* Passage given:
# Free Plant Clippings - Local PU Only



## CrownMan (Sep 12, 2005)

I am doing a big trim on my tanks and have several free clippings for local pickup. Some of the plants I have are :

Hygro Angustafolia
Bacopa Caroliniana
Alternathera R.
Ludwigia Repens Narrow Leaf
Ludwigia Repens Broad Leaf
Hair Grass - tiny amount, grows fast though
1 or 2 small crypts and maybe 1 tall wendtii
1 or 2 small stems of Ludwigia Cuba and Limnophila Aromatica

PM me if interested. I live in Southwest Arlington


----------



## JAXON777 (Jan 4, 2007)

Good to see ya back Mike! Hope all is going well for you. Great plants someone should jump on these.


----------



## CrownMan (Sep 12, 2005)

* Data rows:

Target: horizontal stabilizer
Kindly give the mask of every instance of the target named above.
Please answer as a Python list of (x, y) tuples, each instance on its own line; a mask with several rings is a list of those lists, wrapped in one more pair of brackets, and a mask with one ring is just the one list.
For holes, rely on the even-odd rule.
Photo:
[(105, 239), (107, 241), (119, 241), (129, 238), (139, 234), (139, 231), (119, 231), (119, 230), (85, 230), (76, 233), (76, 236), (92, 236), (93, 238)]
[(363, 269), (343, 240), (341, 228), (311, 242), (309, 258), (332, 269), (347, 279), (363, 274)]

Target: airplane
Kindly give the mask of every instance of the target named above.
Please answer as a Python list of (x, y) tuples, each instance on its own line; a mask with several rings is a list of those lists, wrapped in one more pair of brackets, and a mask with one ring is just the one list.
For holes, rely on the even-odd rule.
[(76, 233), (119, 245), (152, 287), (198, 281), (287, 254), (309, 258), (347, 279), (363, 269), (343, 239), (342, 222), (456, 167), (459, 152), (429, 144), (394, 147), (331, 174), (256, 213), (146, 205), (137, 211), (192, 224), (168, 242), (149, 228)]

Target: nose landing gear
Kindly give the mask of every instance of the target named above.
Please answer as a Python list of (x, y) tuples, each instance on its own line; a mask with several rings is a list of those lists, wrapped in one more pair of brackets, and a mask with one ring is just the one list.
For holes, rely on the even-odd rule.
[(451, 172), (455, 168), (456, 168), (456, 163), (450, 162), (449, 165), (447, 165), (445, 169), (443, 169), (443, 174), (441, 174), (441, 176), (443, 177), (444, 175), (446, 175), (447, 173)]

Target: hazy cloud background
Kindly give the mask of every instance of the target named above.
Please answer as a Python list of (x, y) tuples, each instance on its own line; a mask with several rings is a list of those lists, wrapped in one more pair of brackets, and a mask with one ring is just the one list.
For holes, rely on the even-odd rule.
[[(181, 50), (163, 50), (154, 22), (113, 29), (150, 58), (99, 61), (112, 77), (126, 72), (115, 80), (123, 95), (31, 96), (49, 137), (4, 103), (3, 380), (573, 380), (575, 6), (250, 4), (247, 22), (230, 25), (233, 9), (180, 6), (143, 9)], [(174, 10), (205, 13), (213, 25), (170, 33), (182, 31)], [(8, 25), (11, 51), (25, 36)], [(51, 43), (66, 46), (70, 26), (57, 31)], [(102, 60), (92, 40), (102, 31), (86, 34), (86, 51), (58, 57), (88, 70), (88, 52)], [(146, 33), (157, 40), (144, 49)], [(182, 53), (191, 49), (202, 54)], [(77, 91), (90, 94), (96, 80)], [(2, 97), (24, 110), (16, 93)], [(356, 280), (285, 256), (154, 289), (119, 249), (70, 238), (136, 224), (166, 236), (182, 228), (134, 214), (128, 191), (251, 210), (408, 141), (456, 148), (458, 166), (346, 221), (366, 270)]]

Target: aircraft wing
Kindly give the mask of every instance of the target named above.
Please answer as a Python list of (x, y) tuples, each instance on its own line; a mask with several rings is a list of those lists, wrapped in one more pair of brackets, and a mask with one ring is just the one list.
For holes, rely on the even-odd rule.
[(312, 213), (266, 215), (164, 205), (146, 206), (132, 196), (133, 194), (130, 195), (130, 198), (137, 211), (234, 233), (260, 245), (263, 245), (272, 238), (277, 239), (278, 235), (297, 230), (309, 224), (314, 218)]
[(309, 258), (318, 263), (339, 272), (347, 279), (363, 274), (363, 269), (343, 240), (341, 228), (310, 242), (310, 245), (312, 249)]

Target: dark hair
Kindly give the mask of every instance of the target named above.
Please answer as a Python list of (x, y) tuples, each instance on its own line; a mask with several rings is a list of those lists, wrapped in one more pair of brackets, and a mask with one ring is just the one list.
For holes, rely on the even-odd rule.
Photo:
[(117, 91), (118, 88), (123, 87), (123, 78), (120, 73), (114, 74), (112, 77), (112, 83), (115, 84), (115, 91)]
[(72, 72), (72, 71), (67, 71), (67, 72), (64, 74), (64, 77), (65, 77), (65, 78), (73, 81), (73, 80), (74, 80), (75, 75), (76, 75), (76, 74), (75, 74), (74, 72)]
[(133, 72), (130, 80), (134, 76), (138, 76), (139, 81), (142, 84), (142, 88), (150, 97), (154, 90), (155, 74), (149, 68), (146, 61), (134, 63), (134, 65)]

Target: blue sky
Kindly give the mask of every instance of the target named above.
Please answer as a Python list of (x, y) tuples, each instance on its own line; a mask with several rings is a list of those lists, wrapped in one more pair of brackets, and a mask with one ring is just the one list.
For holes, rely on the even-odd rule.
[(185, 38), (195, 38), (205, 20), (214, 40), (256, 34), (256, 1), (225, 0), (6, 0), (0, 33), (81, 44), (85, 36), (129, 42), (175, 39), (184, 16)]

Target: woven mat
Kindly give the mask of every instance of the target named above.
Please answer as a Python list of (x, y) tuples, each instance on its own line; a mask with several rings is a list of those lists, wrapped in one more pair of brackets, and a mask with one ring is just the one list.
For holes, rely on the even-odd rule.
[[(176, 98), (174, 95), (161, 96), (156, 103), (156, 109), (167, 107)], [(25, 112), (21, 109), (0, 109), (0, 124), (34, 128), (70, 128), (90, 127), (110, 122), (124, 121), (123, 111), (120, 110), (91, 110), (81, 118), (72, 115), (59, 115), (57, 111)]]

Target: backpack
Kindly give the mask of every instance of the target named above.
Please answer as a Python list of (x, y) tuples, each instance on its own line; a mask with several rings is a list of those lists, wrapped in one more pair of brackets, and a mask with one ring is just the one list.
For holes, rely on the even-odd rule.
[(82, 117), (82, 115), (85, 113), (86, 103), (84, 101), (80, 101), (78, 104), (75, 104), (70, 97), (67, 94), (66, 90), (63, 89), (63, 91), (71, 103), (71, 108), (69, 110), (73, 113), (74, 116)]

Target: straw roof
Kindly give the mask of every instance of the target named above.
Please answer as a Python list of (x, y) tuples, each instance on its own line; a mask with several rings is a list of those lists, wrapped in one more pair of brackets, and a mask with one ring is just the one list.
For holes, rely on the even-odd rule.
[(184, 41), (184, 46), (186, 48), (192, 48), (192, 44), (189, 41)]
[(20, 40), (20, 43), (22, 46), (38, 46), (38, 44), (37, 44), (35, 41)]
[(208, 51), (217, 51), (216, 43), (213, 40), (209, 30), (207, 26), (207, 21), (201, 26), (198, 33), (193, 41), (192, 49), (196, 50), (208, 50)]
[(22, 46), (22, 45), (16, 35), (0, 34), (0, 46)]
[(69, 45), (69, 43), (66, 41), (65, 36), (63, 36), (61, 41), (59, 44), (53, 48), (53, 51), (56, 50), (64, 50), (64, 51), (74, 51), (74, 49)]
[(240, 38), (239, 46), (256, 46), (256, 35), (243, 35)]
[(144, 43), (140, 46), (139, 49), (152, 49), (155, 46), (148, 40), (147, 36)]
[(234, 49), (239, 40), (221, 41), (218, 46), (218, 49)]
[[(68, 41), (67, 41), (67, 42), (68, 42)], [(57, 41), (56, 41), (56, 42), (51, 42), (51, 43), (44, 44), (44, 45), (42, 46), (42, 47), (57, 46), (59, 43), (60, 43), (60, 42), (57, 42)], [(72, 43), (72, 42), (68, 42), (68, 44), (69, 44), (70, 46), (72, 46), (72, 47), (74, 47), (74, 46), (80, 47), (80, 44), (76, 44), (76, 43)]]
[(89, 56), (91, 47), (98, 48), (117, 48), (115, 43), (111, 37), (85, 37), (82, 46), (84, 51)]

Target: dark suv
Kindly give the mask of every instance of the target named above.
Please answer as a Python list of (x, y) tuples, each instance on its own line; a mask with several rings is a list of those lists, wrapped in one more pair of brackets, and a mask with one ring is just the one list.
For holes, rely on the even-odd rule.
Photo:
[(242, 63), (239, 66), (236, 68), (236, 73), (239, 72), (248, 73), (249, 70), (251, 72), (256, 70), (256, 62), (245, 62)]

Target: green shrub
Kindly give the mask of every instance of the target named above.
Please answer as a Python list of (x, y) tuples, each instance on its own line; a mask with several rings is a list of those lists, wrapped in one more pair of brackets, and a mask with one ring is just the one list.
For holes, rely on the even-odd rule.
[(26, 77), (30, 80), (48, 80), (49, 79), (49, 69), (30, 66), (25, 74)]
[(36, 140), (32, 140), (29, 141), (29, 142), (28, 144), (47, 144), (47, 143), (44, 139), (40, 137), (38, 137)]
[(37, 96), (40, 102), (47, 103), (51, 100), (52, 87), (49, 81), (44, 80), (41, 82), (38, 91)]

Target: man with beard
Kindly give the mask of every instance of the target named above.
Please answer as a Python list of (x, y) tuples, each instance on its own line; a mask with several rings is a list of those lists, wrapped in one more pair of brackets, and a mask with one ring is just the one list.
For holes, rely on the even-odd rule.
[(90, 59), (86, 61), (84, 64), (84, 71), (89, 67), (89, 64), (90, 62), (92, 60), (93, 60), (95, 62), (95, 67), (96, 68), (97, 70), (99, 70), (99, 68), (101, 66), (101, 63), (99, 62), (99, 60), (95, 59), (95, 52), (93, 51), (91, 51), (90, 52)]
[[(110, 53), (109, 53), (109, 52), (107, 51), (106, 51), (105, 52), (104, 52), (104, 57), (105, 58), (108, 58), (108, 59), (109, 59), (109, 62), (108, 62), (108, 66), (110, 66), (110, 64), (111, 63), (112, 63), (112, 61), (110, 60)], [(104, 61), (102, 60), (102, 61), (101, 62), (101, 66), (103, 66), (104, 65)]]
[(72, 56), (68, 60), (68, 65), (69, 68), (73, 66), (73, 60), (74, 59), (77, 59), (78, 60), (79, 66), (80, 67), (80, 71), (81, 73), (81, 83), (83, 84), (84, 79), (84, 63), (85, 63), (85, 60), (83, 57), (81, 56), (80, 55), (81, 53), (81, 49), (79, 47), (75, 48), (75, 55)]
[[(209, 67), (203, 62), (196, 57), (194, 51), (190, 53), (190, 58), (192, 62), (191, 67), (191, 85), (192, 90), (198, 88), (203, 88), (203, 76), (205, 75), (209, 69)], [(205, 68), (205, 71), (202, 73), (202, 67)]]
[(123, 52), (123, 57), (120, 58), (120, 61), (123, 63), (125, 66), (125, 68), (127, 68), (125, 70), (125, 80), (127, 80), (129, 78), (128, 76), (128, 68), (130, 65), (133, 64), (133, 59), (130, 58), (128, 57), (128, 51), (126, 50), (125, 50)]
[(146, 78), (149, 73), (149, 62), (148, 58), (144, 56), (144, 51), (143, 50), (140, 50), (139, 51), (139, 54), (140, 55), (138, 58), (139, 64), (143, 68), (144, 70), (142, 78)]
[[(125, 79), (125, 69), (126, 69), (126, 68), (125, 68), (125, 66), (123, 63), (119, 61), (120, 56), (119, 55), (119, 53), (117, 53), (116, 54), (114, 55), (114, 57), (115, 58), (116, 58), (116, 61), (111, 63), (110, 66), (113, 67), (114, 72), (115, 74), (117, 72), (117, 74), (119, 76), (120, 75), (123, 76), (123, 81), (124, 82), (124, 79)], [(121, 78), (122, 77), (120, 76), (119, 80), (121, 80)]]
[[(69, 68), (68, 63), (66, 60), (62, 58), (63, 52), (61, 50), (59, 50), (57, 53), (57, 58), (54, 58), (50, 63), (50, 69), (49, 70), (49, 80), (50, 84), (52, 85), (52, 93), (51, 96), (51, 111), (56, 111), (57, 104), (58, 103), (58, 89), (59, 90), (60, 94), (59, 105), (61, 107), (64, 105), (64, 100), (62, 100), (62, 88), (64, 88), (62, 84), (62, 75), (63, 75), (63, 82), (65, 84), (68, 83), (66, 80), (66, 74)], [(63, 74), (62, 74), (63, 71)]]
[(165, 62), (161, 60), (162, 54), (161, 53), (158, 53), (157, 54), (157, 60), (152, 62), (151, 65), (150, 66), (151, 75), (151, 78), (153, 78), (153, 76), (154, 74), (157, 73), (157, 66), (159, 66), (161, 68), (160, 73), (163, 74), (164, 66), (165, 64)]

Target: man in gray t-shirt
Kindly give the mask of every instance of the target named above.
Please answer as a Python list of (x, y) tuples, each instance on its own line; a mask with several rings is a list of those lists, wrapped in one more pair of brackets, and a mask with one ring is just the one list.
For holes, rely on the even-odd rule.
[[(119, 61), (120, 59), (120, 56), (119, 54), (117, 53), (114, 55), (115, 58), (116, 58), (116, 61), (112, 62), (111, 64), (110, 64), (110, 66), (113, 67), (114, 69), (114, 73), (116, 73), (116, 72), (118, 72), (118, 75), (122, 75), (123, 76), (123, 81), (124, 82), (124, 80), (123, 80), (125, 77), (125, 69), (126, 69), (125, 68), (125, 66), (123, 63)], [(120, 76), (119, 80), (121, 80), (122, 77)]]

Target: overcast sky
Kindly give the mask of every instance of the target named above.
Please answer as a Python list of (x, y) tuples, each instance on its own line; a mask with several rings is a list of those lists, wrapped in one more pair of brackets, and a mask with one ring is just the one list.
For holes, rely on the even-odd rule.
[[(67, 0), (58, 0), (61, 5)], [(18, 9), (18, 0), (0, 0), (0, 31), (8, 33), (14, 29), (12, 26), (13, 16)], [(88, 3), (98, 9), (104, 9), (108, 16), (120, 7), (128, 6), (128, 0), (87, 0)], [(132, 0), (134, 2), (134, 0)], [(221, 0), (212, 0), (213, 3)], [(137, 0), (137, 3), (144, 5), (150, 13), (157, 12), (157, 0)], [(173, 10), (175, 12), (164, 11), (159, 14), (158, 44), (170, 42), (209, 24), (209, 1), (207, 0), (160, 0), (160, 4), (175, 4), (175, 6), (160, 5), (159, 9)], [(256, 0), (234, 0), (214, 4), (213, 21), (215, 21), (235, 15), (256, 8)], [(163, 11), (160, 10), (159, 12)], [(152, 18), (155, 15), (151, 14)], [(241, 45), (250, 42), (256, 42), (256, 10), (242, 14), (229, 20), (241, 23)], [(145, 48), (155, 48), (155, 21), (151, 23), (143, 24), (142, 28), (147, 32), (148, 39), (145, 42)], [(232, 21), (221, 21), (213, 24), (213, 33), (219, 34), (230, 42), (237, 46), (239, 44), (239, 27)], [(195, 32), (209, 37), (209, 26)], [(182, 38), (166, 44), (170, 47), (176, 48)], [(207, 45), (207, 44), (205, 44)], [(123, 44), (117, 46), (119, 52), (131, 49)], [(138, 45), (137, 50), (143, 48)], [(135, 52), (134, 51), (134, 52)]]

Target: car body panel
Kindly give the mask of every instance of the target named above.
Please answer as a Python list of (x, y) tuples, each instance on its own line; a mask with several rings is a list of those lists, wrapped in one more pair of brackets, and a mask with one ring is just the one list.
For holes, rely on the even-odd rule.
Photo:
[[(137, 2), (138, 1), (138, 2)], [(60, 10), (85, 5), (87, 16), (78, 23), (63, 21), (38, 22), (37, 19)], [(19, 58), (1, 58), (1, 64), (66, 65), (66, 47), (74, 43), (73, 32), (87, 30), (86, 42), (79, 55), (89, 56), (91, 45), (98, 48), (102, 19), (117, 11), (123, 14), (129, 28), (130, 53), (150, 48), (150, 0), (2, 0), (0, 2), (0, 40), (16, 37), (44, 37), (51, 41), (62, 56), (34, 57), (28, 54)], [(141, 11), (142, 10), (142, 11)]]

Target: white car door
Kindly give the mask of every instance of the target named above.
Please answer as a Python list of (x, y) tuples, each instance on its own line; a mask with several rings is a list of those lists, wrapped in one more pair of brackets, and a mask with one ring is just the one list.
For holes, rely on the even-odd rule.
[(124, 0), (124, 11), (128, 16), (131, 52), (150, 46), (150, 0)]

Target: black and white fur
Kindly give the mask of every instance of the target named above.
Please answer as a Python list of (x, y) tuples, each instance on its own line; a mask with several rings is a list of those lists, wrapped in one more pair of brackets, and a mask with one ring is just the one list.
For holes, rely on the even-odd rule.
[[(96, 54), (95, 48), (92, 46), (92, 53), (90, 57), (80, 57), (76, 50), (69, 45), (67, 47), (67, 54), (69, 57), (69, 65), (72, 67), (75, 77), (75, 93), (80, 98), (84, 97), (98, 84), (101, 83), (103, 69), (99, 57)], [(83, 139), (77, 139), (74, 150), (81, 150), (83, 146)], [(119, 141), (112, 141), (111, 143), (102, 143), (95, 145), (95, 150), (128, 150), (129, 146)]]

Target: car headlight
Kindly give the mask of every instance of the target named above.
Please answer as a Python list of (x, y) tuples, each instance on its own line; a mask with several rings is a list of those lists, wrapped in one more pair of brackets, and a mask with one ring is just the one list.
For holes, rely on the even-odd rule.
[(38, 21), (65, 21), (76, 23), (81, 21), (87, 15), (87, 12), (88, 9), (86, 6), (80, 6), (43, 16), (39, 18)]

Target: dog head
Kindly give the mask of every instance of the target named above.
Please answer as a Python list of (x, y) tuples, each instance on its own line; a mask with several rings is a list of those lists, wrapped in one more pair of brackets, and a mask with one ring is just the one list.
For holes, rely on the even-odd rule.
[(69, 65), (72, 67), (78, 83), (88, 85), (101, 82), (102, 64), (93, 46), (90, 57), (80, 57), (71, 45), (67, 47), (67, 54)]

* Requirement 1: In the plant clippings thread, write out the part that opens with the words containing "PM me if interested." and closes with "jump on these.", reproducing it word for word.
* Requirement 2: According to the plant clippings thread, where does CrownMan live?
* Requirement 3: Continue the plant clippings thread from the point where it stops.
The entries are separate from the plant clippings thread and have no connection to it.

* Result 1:
PM me if interested. I live in Southwest Arlington


----------



## JAXON777 (Jan 4, 2007)

Good to see ya back Mike! Hope all is going well for you. Great plants someone should jump on these.

* Result 2: Southwest Arlington.

* Result 3:
*Re: Free Plant Clippings - Local PU Only --ALL GONE*

ALL GONE

Thanks Jackson. All is well. Been growing, bowling and golfing. Just started a new 40 Gallon Breeder non CO2 tank. Will post pics soon.


----------



## AquaCamp (May 31, 2010)

Thanks so much, I am working on arranging them in my new tank right now! We really appreciate the plants you gave us.

The 40 gallon breeder looks fantastic!

Ric


----------



## looaool (Jul 24, 2010)

Hi I am a new one live in UTA
I want to know do you have free things?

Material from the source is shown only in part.